SET PROBLEM: Please show each line below that contains the word "white", copying every such line in full. Case counts.

RECORDS:
******************************
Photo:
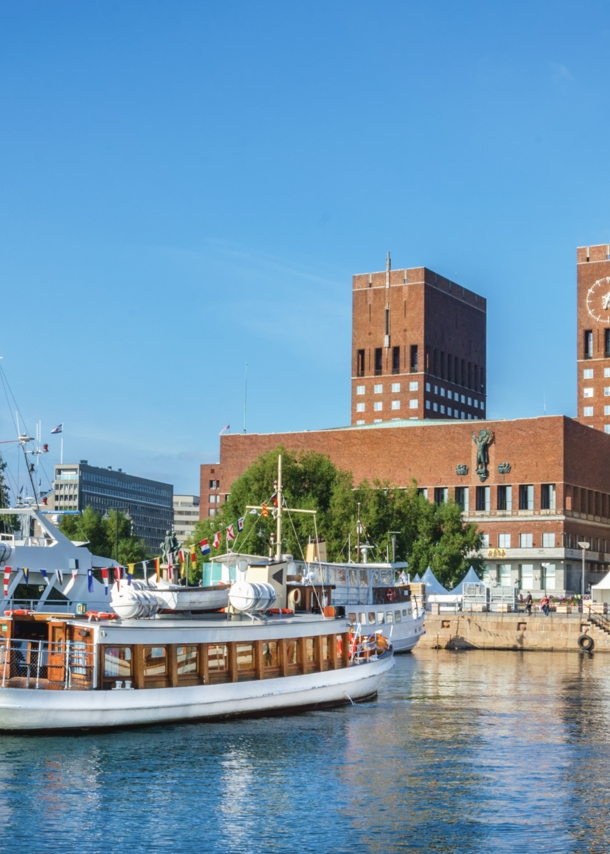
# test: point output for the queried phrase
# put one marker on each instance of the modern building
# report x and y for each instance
(535, 487)
(593, 324)
(148, 502)
(186, 515)
(418, 347)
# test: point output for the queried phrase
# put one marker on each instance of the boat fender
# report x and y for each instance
(295, 596)
(586, 643)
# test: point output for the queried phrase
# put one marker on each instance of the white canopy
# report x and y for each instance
(432, 583)
(470, 576)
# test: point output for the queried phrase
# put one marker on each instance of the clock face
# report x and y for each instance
(598, 300)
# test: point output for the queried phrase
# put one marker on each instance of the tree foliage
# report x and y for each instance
(101, 535)
(426, 534)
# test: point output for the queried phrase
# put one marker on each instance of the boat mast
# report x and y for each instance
(278, 531)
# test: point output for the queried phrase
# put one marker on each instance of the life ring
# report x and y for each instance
(295, 596)
(586, 643)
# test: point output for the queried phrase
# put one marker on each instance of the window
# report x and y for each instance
(526, 576)
(547, 496)
(483, 498)
(461, 497)
(117, 662)
(504, 575)
(187, 660)
(155, 661)
(588, 344)
(526, 497)
(505, 498)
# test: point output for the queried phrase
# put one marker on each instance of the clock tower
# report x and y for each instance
(593, 341)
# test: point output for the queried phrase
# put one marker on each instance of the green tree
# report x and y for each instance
(101, 534)
(425, 534)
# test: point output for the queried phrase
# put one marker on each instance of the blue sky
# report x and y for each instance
(189, 186)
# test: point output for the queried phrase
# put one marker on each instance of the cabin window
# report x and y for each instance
(187, 660)
(245, 656)
(271, 655)
(155, 661)
(117, 662)
(218, 658)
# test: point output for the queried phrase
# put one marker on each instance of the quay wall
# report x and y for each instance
(557, 632)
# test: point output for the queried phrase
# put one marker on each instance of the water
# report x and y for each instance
(462, 752)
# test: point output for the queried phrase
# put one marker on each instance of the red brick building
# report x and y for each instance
(536, 489)
(418, 347)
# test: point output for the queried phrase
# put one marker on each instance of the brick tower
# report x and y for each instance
(418, 347)
(593, 341)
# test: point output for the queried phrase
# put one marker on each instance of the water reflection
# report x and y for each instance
(471, 751)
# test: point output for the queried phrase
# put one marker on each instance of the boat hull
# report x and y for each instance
(22, 709)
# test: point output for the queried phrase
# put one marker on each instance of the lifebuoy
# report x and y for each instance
(586, 643)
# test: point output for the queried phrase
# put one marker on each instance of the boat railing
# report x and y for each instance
(36, 664)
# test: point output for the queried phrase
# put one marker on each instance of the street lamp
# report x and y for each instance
(584, 546)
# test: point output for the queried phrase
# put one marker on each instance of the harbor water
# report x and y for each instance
(462, 752)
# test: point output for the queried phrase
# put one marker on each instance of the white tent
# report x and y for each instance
(470, 576)
(601, 592)
(433, 586)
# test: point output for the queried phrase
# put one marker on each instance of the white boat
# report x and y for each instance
(69, 673)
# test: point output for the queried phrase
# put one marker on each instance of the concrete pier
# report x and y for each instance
(513, 631)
******************************
CORRECT RESPONSE:
# put one marker on each instance of the white canopy
# put one marker on each instance of the white tent
# put one marker on each instance of the white boat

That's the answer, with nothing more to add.